▶ GOAL:
Rewrite the rows below, replacing each "possession model" with "annotation model" and leaving everything else unchanged. Omit the pictures from your output.

▶ Some rows:
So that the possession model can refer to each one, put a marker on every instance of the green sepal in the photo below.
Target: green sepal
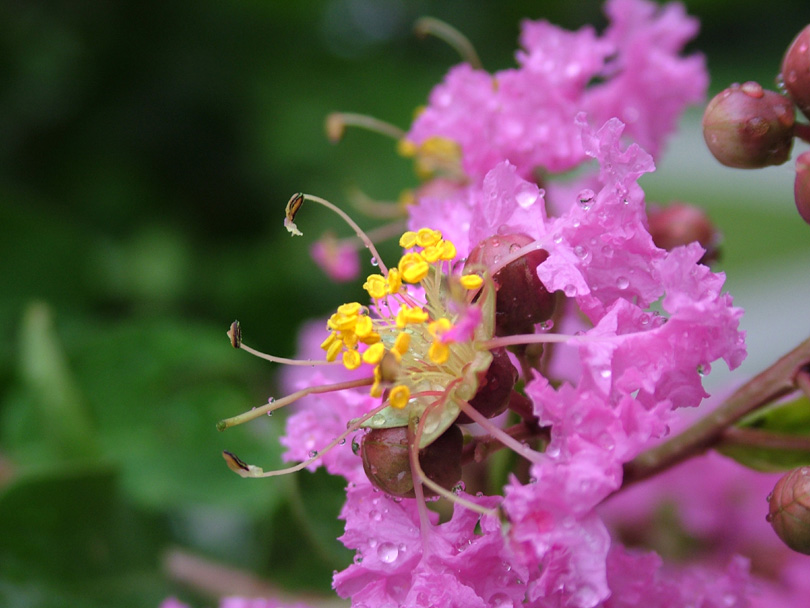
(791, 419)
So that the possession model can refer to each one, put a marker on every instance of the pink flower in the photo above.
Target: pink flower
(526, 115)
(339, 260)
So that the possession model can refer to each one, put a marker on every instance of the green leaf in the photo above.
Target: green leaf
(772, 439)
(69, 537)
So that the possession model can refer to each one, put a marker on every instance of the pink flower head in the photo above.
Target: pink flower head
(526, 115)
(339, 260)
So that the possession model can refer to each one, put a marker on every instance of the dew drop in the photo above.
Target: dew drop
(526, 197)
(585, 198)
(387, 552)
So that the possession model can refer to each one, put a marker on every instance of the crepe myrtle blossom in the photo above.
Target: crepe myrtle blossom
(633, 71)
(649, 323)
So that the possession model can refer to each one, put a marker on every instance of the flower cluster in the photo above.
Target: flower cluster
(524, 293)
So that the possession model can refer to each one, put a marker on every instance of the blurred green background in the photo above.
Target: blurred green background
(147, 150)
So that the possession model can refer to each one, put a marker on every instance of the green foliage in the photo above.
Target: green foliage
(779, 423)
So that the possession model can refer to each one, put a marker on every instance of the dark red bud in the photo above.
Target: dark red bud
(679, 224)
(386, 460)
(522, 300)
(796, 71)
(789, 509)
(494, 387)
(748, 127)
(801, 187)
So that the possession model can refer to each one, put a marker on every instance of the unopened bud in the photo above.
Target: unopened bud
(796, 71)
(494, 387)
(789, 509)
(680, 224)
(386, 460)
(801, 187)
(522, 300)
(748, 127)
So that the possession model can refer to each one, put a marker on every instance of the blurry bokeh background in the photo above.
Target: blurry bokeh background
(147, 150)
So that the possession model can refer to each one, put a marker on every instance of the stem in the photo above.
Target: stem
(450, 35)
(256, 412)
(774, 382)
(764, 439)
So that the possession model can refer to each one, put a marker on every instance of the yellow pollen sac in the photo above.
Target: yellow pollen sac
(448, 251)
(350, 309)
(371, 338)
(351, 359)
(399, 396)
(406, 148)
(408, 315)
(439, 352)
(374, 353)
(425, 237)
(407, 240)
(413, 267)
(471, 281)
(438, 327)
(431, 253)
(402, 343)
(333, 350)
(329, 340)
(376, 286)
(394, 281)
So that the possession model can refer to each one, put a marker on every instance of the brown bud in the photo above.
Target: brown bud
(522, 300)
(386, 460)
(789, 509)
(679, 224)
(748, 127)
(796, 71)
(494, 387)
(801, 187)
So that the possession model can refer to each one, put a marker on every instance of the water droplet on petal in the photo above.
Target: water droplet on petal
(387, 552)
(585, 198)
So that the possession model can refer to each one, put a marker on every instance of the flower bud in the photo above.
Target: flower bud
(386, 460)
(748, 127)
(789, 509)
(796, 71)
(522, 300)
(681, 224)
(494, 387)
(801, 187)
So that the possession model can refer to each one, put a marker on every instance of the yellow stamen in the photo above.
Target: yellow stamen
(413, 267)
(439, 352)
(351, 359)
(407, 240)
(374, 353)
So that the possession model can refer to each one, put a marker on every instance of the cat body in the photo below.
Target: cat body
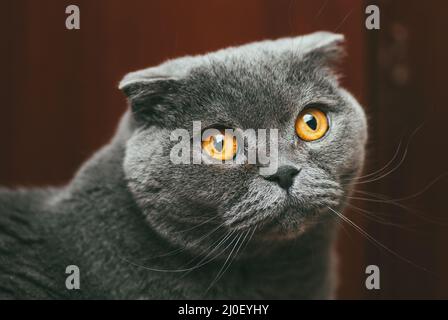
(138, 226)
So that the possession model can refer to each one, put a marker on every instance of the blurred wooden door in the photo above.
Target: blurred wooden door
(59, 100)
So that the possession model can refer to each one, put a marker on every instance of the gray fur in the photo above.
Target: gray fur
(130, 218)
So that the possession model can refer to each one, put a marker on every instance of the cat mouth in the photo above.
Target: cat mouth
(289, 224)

▶ FINAL RESULT:
So that the annotation model can refer to each one, put a marker on every instance of the green sepal in the photo below.
Target: green sepal
(791, 419)
So that the annotation model can refer to each one, put a marker on every instance of the pink flower in the photo above.
Target: pink flower
(526, 115)
(339, 260)
So that the annotation model can refer to each one, put a marker on every instance of the green leaf in the photo above.
Target: green leaf
(772, 439)
(69, 537)
So that the annotation model can refer to each one, put a marker on every instance of the pink flower head in the photo above.
Target: pink flower head
(526, 115)
(339, 260)
So that the annotation model can refer to each one, put a marker on every instance of the dew drop in the photo above.
Target: dew drop
(526, 197)
(585, 198)
(387, 552)
So that the annotation model can refer to each one, put a marker on every instance of the crepe myrtle blossom in the photo above.
Target: crepe myrtle blossom
(633, 71)
(649, 323)
So that the annotation model can refer to each one, put a marker on every instance of the flower cluster in the photo above.
Target: flower cluster
(524, 293)
So that the annotation model can refer to each one, put a marker on every instance of the blurred green background in the photo above.
Target: blurred green background
(147, 150)
So that the annotation model can refer to each one, put a marker on every instance of the green foliage in the photo above.
Target: green foliage
(779, 423)
So that the annotation model can refer to each one, put a marker on every instance of the dark red bud in the photo above.
Target: dark red bud
(679, 224)
(386, 460)
(522, 300)
(796, 71)
(789, 509)
(494, 387)
(748, 127)
(801, 187)
So that the annotation model can refer to each one, put a marker on every instance of the unopened bud in the photo above.
Target: unopened bud
(796, 71)
(494, 387)
(789, 509)
(680, 224)
(386, 460)
(801, 187)
(522, 300)
(748, 127)
So that the annotation model can refer to each one, put a marker on every instance of the blurry bokeh background in the photo above.
Target: blurry bokeh background
(147, 150)
So that the annotation model can refer to each one, put a marker on every instance of the stem in the photo above.
Target: stem
(450, 35)
(256, 412)
(774, 382)
(764, 439)
So that the annotation model can refer to each one, put a marker on every instance of the yellow pollen sac in the photo above.
Target: yellow pollen sac
(448, 251)
(350, 309)
(371, 338)
(351, 359)
(399, 396)
(406, 148)
(408, 315)
(439, 352)
(374, 353)
(425, 237)
(407, 240)
(413, 267)
(471, 281)
(438, 327)
(431, 253)
(402, 343)
(333, 350)
(329, 340)
(376, 286)
(394, 281)
So that the annotation model can refer to each one, put a marker on every instance of the brown bud in the photo above.
Target: brown bud
(522, 300)
(386, 460)
(789, 509)
(679, 224)
(748, 127)
(796, 71)
(494, 387)
(801, 187)
So that the annotation model can refer to each one, put a marker on every instance of the water droplet on petal in the photo above.
Target: water droplet on petal
(387, 552)
(585, 198)
So that the annotation model can refer to each one, put a marker on every instance of the flower bud in the photo above.
Target: flower bud
(386, 460)
(748, 127)
(789, 509)
(796, 71)
(522, 300)
(681, 224)
(494, 387)
(801, 187)
So that the annotation model can refer to each one, put a marker on every instance of the yellow stamen in the photo above.
Target: yellow stamen
(413, 267)
(439, 352)
(351, 359)
(407, 240)
(374, 353)
So that the annotation model can refer to each one, put a marker on every instance of the cat body in the photo below.
Target: cat body
(138, 226)
So that the annotation model can refer to each one, put a marker on every instance of the blurred wooden door in the photo above.
Target: blurred wooden door
(59, 100)
So that the annotation model can refer to each one, put a marker on every instance of the gray fur in the photo above.
Target: gray fur
(130, 218)
So that the annotation model can refer to each one, put a marker on every instance of the cat mouth in the photo above.
Target: cat mouth
(289, 224)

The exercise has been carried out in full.